WRITTEN EXERCISE:
Reproduce the portion of the Bargnani forum thread below that starts with the words containing "For a 6'11 guy he" and ends with "I think that....".

EXCERPT PROVIDED:
-- begin --
Hi guys, i've made a short mix on Bargnani:

http://www.sendspace.com/file/wqri60

Nothing too exciting but it's new footage so you can take a look.


----------



## Kmurph (May 7, 2003)

> What are you reasons?


Well from what I have seen from videos mind you, and they are literally "best of" types of plays, which is a good and a bad thing...What I see from Bagnani is..

For a 6'11 guy he is a good outside shooter, in fact it seems to be THE strongsuit of his game IMO...Big guys who can shoot from the perimeter are a good thing to have IMO, so obviously nothing wrong with that...

He showed a good willingness to drive to the basket, and occassionally finished strong with a dunk, but more often than not he had floaters or lay-ins, I think that....

1) That he won't be able to drive as effectively in the NBA as he does in euroleague.... 
2) That he needs to become a stronger finisher or he WILL get his shot rejected a fair amount of time 
3) That he appears to be more of a straight line finisher, than a creative finisher...which again IMO, means more opportunities for his shot to get blocked...I didn't see many creative finishes from him...in fact several "highlights" showed him driving into traffic or a defender and just throwing the ball up...that is not a highlight IMO, that is a lucky shot that just happened to go in..

4) He has a VERY limited back to the basket game, which for a 6'11 guy who many project as a PF, is concerning...IF he plays PF particularly he will need to really devlop that aspect of his game, which looked to me to be very underdeveloped...

5) He is very skinny and will get manhandled by most NBA PF and as quick as he is will have a tough time defending NBA SF...So defensively I see him in a bind, he either gets pushed around in trying to defend post players or will have a tough time keeping up with the quicker and more athletic SF on the perimeter

6) He pulled down some nice rebounds, but I don't think he has a nose for it per se...His height will help him in this regard, but he will definitely get pushed around going for boards b\c of his slight build and therefore have more trouble rebounding in the NBA...Not saying he won't get boards, but I wouldn't expect him to be a good rebounder...

7) HE can run the floor well, which is good, and he appears to have good handles and appears to be a decent passer as well..
-- end --
MATERIAL PROVIDED:
-- begin --
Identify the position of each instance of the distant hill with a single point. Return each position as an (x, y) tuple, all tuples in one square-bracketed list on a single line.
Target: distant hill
-- end --
RESPONSE TO THIS TASK:
For a 6'11 guy he is a good outside shooter, in fact it seems to be THE strongsuit of his game IMO...Big guys who can shoot from the perimeter are a good thing to have IMO, so obviously nothing wrong with that...

He showed a good willingness to drive to the basket, and occassionally finished strong with a dunk, but more often than not he had floaters or lay-ins, I think that....